▶ **Given text**
- Conference: Rocky Mountain Conference
- Record: 3–5 (2–4 RMC)
- Head coach: Willard Witte (5th season);
- Captain: None
- Home stadium: Corbett Field

= 1937 Wyoming Cowboys football team =

American college football season

The 1937 Wyoming Cowboys football team represented the University of Wyoming in the Rocky Mountain Conference (RMC) during the 1937 college football season. In its fourth season under head coach Willard Witte, the team compiled a 3–5 record (2–4 against RMC opponents), tied for seventh in the conference, and were outscored by a total of 92 to 86.

▶ **Raw records**
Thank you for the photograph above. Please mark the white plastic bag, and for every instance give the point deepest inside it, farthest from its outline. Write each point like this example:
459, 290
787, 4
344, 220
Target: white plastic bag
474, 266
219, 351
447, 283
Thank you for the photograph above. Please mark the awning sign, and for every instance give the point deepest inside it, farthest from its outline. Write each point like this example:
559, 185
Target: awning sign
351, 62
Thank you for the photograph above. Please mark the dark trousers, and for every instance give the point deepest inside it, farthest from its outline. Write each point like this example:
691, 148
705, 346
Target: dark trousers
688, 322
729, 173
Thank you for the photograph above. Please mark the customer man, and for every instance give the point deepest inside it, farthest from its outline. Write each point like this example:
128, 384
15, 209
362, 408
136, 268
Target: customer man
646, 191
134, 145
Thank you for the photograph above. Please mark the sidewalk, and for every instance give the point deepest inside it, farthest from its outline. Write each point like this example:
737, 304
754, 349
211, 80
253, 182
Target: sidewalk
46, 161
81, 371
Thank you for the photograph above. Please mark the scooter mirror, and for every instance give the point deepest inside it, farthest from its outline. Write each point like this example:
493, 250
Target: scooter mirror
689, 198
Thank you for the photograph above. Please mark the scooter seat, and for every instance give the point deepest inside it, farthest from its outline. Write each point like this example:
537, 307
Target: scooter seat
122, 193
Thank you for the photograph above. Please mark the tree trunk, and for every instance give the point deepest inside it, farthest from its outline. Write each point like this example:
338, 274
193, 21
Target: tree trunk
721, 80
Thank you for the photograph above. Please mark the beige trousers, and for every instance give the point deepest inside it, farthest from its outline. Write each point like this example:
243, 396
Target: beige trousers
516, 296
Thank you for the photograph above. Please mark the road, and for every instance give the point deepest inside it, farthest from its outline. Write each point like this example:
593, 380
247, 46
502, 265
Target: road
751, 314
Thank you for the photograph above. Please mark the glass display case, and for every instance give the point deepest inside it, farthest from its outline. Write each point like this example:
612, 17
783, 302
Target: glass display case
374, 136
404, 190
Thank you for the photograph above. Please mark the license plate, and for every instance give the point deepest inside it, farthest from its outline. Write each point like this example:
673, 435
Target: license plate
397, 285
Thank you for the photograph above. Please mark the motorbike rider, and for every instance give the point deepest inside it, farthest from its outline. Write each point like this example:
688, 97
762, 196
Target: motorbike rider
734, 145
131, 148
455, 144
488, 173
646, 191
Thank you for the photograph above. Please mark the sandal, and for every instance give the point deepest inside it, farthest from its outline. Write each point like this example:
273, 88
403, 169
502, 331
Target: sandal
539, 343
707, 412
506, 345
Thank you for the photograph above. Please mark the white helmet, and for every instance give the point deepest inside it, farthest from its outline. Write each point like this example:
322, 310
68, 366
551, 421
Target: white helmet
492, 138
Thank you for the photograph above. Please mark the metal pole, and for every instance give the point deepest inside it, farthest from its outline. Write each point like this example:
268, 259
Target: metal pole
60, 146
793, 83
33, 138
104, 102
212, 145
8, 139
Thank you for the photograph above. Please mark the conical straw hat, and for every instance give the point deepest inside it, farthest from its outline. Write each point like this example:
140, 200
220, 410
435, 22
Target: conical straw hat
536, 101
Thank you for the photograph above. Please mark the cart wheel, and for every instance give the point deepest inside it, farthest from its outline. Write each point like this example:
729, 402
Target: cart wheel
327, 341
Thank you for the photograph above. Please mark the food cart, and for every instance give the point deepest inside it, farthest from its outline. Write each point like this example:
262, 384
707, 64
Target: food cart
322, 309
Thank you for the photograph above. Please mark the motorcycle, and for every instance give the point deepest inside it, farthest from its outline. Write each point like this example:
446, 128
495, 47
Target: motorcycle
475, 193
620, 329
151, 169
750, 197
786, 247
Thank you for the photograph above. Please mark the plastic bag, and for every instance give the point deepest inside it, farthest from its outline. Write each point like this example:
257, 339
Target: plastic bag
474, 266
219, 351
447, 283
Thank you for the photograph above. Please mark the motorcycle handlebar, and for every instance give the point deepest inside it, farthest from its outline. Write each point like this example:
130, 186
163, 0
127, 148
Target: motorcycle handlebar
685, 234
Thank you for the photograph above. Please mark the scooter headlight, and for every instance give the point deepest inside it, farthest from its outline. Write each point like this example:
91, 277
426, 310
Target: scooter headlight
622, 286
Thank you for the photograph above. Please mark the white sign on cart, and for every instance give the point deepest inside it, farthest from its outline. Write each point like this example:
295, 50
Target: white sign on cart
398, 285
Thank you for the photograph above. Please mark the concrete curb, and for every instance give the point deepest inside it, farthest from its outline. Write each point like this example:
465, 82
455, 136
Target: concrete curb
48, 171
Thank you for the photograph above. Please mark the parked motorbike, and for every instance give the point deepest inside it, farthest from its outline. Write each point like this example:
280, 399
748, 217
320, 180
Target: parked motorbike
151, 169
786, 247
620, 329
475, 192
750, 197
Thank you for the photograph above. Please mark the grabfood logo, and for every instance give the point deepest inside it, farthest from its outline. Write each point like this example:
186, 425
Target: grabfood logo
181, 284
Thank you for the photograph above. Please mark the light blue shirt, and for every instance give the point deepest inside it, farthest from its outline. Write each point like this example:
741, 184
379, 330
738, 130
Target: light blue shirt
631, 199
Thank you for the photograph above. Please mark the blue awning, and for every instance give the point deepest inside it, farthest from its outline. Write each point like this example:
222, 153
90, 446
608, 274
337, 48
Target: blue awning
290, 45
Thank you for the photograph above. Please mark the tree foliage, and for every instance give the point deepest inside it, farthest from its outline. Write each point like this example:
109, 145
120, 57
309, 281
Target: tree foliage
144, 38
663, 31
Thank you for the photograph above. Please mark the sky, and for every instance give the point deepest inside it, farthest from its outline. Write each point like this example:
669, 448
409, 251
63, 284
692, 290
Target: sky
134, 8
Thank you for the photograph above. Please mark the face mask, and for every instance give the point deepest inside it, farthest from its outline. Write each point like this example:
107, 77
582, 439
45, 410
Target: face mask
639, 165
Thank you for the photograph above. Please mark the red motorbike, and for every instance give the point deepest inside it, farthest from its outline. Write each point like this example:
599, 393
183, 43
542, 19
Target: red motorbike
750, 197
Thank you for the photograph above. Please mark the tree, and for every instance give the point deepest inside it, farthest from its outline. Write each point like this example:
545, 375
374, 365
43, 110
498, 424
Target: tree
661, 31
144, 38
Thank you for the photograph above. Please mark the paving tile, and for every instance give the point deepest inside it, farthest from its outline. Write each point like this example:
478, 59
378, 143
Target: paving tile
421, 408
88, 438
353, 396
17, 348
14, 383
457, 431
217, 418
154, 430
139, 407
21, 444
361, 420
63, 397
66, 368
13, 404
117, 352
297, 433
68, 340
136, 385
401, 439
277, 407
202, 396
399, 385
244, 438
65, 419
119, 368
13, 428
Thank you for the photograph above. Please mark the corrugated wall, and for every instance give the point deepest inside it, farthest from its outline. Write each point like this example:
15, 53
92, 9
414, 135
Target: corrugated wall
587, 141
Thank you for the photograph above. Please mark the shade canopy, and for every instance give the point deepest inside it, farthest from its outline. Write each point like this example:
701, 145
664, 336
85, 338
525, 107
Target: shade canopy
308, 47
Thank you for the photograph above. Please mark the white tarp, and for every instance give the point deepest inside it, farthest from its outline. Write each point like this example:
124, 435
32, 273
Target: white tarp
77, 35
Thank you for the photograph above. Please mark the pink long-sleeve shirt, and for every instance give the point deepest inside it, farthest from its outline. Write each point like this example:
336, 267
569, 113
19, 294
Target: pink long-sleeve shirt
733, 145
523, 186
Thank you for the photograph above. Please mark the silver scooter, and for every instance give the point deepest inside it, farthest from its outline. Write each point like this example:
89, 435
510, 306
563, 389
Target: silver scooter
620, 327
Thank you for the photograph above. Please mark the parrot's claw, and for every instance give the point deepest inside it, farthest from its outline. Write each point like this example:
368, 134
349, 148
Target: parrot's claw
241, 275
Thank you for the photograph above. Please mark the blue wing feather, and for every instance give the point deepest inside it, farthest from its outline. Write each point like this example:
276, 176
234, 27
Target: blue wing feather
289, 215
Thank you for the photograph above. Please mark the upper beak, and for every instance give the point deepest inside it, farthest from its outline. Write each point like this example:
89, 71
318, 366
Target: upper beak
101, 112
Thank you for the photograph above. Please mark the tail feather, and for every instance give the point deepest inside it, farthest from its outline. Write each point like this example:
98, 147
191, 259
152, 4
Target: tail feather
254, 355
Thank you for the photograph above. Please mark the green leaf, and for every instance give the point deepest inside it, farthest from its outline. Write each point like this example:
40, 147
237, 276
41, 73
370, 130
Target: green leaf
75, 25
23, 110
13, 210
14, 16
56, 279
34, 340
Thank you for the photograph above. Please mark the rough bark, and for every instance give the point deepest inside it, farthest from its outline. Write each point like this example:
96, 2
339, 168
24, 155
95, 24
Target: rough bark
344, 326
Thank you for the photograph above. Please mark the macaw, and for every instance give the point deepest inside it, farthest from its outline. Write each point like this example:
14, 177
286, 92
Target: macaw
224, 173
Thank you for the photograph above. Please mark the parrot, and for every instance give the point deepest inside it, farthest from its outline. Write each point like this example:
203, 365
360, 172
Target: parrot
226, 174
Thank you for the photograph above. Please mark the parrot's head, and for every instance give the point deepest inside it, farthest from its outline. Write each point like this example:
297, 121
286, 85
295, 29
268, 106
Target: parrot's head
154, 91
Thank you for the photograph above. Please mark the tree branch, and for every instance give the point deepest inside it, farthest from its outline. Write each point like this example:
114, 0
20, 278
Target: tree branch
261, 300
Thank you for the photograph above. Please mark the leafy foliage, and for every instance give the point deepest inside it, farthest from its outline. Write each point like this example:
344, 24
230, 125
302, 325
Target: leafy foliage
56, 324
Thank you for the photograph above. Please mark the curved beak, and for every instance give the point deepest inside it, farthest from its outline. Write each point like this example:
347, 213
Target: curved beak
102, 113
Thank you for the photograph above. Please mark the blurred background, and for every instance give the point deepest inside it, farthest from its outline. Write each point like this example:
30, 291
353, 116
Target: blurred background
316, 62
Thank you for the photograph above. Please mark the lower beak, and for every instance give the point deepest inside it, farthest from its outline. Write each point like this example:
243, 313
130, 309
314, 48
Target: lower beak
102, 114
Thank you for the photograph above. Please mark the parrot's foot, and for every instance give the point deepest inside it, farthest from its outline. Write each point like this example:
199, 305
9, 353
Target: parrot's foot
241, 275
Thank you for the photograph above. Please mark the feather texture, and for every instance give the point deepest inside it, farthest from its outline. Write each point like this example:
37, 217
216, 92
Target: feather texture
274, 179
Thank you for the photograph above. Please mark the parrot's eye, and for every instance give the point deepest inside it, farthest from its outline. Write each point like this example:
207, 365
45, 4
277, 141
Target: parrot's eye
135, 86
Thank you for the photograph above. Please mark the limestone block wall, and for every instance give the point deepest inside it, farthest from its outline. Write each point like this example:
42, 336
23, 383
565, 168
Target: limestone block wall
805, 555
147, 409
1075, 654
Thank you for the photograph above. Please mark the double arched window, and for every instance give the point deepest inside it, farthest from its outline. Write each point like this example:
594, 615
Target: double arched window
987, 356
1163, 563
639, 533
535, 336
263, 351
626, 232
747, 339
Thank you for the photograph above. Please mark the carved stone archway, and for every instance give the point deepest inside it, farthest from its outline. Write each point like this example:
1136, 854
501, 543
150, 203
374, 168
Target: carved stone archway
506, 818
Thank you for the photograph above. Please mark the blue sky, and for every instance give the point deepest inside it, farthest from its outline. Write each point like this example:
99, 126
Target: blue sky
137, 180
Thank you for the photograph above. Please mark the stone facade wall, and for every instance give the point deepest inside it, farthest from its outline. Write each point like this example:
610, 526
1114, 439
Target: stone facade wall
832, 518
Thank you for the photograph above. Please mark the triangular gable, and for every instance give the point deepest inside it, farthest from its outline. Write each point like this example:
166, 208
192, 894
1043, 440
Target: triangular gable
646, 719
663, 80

▶ **Tasks for this exercise**
- a) Please condense the paragraph of the 1937 Wyoming football text that begins "The 1937 Wyoming Cowboys football team represented" into a short list that keeps its main facts.
- b) Tally the lines of the listing that contain the string "wing", treating uppercase and lowercase as different. Reply with the number alone.

▶ **Answers given**
- a)
- Team: 1937 Wyoming Cowboys, representing the University of Wyoming
- Conference: Rocky Mountain Conference (RMC), 1937 college football season
- Head coach: Willard Witte
- Record: 3–5 overall, 2–4 against RMC opponents
- Conference finish: tied for seventh
- Scoring: outscored 92 to 86

- b) 2